#### Do this
Reproduce every entry exactly.

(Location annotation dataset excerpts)
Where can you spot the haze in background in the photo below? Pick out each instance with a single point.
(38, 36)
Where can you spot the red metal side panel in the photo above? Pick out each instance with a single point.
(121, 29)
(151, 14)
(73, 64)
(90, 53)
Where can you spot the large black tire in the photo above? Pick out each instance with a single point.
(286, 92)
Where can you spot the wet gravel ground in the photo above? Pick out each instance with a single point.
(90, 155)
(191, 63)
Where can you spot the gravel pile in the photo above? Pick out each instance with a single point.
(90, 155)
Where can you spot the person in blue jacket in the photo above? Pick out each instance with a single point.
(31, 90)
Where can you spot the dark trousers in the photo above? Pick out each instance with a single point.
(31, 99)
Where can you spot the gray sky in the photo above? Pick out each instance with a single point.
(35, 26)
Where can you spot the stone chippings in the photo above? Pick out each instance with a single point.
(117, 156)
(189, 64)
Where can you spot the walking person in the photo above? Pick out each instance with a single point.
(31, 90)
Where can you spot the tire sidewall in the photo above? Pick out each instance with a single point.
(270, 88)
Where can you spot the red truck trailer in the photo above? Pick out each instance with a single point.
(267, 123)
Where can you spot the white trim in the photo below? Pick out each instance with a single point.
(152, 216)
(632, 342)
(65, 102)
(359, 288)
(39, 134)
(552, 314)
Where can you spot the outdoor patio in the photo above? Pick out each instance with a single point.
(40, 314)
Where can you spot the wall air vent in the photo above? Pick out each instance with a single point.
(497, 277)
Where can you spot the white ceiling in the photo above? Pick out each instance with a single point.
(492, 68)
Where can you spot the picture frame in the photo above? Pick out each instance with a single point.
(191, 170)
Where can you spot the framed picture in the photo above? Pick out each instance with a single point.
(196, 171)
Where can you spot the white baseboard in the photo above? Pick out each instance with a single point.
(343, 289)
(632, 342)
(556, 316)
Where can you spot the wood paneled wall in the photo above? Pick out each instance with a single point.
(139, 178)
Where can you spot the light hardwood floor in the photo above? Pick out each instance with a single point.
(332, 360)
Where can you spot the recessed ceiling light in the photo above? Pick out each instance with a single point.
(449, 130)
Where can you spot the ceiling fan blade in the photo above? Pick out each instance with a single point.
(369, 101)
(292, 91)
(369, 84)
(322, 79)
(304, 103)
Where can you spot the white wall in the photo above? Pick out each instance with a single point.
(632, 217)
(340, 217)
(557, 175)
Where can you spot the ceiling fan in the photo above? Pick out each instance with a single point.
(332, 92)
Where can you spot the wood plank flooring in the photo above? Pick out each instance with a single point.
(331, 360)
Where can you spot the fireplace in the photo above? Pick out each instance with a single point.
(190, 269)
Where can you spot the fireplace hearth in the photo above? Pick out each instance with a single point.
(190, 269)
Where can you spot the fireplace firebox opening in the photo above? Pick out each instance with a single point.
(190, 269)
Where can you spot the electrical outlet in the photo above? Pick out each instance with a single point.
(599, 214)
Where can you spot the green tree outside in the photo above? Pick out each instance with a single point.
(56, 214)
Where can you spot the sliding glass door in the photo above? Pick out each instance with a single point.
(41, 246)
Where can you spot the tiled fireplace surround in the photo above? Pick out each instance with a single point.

#### The completed task
Where can you spot the haze in background in the photo below? Pick out each instance with a single point.
(38, 36)
Where can you spot the red metal side panel in the photo above? Pick out each instance with a single point.
(121, 29)
(151, 14)
(73, 64)
(90, 53)
Where can you spot the large black tire in the photo above? Pick out each instance with a single point.
(286, 92)
Where can you spot the wet gravel ground in the photo above? Pick out each instance with a single point.
(90, 155)
(191, 63)
Where can you spot the gravel pile in the photo above? Pick out each instance with a single point.
(90, 155)
Where can you spot the person in blue jacket in the photo above? Pick out each instance with a single point.
(31, 90)
Where can you spot the dark trousers in the photo above? Pick out each instance with a single point.
(31, 99)
Where can you spot the gray sky in the photo above? Pick out each instance with a single point.
(35, 26)
Where can you spot the stone chippings in the photo above? Pick out each instance with a single point.
(117, 156)
(189, 64)
Where can you spot the walking person in the photo above? Pick out each instance with a single point.
(31, 90)
Where can you spot the tire sidewall in the photo above? Pick out each instance with a single point.
(270, 88)
Where can you spot the red truck trailer in the photo above? Pick out each instance with a single point.
(267, 123)
Where can you spot the white trim in the photo below? Pick out each instance with a single point.
(152, 216)
(632, 342)
(65, 102)
(359, 288)
(39, 134)
(552, 314)
Where can you spot the outdoor patio in the photo above? Pick out each instance with a single point.
(40, 314)
Where can you spot the wall air vent in the photo above? Pick out each instance with a single point.
(497, 277)
Where can you spot the white ceiling in the photo above? Pick out each instance with a single point.
(492, 68)
Where can you spot the picture frame in the photo above? Pick out each instance with a single point.
(191, 170)
Where can you spot the framed picture in the photo above? Pick out each instance with a single point.
(196, 171)
Where can you spot the white baseboard in the photo above? Pick out each instance with a single point.
(343, 289)
(632, 342)
(556, 316)
Where can you spot the wood paneled wall in the photo above? Pick out each instance with a single point.
(139, 178)
Where can you spot the light hardwood floor in the photo above? Pick out each instance with a single point.
(332, 360)
Where can you spot the recessed ceiling light in the photo above? Pick out each instance with a single point.
(449, 130)
Where can you spot the ceiling fan blade in the photo above? Pick out each instance with a single point.
(369, 101)
(292, 91)
(369, 84)
(322, 79)
(304, 103)
Where can you spot the white wall in the photo above? Pick out each instance with a single point.
(632, 217)
(340, 217)
(557, 175)
Where can you spot the ceiling fan in the photo above? Pick out each instance with a single point.
(332, 92)
Where can you spot the wood plank flooring in the photo above? Pick out each instance with a single point.
(331, 360)
Where can you spot the fireplace in the photo above? Pick out each instance with a single point.
(190, 269)
Where can you spot the fireplace hearth in the photo above? Pick out each instance with a single point.
(190, 269)
Where can you spot the fireplace firebox opening in the photo above? Pick out each instance with a single point.
(190, 269)
Where can you spot the electrical outlet in the photo above? Pick out each instance with a single point.
(599, 214)
Where can you spot the green tree outside in the photo above? Pick out each instance with a single point.
(56, 214)
Where can you spot the sliding glass door in the photo above? Pick out each instance with a single point.
(41, 246)
Where can you spot the tiled fireplace surround in the photo above? Pick out each instance with a single point.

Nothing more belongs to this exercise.